Please gather every line of the data below that contains the word "front". Case counts.

[Shape labeling records]
▬▬▬▬▬▬▬▬▬▬

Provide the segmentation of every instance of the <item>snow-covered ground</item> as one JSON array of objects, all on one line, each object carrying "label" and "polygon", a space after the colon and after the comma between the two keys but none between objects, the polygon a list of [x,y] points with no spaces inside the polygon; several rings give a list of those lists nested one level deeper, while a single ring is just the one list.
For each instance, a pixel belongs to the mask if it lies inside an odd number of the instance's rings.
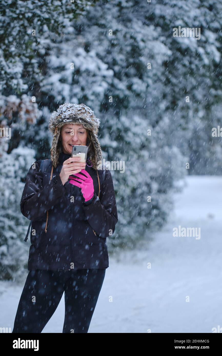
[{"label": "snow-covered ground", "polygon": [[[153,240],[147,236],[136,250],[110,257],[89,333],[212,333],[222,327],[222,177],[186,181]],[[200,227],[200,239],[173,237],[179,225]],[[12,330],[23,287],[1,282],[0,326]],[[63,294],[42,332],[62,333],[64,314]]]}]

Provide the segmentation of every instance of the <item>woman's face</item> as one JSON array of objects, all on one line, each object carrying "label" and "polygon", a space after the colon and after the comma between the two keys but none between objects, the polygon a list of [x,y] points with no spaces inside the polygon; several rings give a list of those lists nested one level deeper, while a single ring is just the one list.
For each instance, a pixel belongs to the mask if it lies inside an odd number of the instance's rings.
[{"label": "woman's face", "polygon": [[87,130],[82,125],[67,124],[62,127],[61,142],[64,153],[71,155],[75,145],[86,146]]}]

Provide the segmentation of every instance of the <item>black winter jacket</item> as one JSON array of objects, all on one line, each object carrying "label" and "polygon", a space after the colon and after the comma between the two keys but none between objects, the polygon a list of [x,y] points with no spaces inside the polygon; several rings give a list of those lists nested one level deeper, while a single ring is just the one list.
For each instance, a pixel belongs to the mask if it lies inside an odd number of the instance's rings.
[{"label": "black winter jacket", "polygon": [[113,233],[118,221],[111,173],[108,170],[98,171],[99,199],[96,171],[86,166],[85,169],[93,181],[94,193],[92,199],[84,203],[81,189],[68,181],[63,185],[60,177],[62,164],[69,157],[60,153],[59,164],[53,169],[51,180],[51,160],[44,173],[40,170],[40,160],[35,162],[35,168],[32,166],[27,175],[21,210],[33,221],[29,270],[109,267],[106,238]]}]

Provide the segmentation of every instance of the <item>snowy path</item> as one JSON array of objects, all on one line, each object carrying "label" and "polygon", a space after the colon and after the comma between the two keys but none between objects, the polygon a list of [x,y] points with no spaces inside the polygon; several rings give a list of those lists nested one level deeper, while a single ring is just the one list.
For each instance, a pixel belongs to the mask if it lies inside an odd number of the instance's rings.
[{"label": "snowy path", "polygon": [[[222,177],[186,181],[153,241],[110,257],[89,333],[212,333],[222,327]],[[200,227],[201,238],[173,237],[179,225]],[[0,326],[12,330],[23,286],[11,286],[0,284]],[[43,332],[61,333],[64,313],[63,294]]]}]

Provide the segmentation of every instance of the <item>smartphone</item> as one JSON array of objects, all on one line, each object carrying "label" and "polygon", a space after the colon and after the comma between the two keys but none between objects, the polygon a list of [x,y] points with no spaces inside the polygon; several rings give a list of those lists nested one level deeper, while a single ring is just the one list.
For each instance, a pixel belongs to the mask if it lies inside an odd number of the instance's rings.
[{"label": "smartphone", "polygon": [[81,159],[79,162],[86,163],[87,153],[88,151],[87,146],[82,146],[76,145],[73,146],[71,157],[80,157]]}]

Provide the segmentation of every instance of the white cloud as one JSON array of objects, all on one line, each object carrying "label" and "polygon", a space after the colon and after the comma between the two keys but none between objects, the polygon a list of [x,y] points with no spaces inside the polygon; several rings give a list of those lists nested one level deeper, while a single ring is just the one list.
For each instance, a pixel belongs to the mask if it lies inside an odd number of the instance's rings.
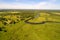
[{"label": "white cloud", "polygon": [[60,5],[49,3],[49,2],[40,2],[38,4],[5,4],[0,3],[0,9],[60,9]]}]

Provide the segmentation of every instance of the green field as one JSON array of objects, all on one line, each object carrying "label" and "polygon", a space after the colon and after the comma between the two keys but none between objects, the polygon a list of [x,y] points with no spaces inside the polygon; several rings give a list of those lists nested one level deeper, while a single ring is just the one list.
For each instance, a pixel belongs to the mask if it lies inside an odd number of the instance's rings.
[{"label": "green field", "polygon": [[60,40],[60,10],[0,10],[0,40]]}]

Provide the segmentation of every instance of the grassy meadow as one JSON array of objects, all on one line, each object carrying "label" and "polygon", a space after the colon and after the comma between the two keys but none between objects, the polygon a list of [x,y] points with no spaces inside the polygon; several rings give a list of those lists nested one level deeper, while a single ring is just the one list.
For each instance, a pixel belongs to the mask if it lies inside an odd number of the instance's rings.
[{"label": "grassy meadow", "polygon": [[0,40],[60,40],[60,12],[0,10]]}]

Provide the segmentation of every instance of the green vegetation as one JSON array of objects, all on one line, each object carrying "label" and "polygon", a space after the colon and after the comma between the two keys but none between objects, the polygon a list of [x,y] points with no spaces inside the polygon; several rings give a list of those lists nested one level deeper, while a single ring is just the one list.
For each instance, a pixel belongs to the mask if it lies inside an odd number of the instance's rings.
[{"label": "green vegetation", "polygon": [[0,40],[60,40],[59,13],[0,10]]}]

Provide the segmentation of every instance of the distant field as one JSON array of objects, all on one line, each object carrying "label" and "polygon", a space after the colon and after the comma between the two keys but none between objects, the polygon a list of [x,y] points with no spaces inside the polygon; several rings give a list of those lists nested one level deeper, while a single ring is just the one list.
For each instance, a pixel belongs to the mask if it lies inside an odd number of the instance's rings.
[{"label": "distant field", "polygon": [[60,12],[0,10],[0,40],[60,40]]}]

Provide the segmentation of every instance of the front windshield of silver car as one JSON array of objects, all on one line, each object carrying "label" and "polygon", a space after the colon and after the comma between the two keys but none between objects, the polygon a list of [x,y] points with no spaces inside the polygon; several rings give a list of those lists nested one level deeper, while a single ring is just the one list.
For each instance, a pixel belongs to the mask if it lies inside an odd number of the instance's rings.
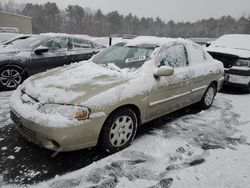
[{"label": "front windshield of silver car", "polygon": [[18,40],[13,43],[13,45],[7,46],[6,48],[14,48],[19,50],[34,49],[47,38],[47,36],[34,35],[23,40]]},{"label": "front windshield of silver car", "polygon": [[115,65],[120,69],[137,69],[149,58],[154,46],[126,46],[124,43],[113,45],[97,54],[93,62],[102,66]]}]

▬▬▬▬▬▬▬▬▬▬

→ Finished task:
Provide the segmentation of every instance of the front windshield of silver car as one JSON array of objects, all on one line, each object carrying "label" and "polygon", a space after the colon and after the comma between the two keys but none between objects, the polygon a list of [x,y] points with no spaces inside the polygon; several rings give a list of those lists nested one level deeper, while a single ring is just the one list.
[{"label": "front windshield of silver car", "polygon": [[18,40],[13,43],[13,45],[7,46],[6,48],[14,48],[19,50],[34,49],[47,38],[47,36],[34,35],[23,40]]},{"label": "front windshield of silver car", "polygon": [[115,65],[120,69],[137,69],[149,58],[154,46],[126,46],[124,43],[113,45],[97,54],[93,62],[102,66]]}]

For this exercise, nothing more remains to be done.